Referring expression pointing data:
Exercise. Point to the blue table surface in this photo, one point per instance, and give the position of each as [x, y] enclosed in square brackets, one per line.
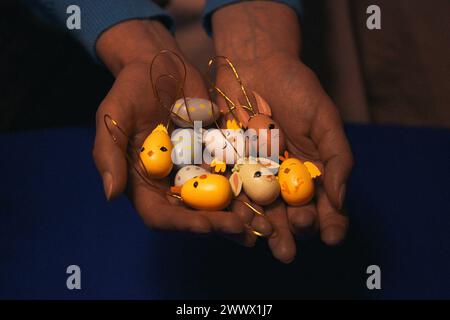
[53, 214]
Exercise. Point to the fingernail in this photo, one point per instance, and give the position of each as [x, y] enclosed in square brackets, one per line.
[342, 196]
[107, 184]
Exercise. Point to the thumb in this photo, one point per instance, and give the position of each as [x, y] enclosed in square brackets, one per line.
[109, 153]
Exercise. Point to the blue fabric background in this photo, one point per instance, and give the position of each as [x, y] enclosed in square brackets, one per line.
[53, 214]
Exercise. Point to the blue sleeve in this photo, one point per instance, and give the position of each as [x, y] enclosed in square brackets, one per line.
[213, 5]
[98, 15]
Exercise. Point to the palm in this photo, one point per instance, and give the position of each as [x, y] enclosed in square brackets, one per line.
[132, 104]
[313, 130]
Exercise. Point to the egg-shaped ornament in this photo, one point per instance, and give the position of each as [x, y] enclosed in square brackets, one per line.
[199, 110]
[258, 182]
[186, 173]
[296, 181]
[205, 192]
[156, 153]
[183, 147]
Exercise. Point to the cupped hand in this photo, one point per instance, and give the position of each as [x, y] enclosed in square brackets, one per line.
[127, 50]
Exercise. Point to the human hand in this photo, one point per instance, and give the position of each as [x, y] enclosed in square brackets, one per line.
[262, 39]
[127, 49]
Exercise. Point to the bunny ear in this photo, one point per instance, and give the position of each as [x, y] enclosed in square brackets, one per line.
[312, 169]
[263, 106]
[242, 115]
[236, 183]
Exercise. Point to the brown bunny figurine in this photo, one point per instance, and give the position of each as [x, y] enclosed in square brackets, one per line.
[262, 120]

*WHAT YOU SHOULD DO*: Please write out, exactly as they appear, only the lines from the one holding "Exercise. Point to the bunny" through the end of the data.

*EXERCISE RESPONSE*:
Exercise. Point to the bunny ear in this photo, one point per instance, and give the position of each as [x, y] enclosed in square brackets, one per line.
[312, 169]
[263, 106]
[242, 115]
[236, 183]
Exercise. Point to the brown bunny figurine in this photo, one point per instance, and give the position of each as [x, y] enclosed in square brackets, one per line.
[262, 120]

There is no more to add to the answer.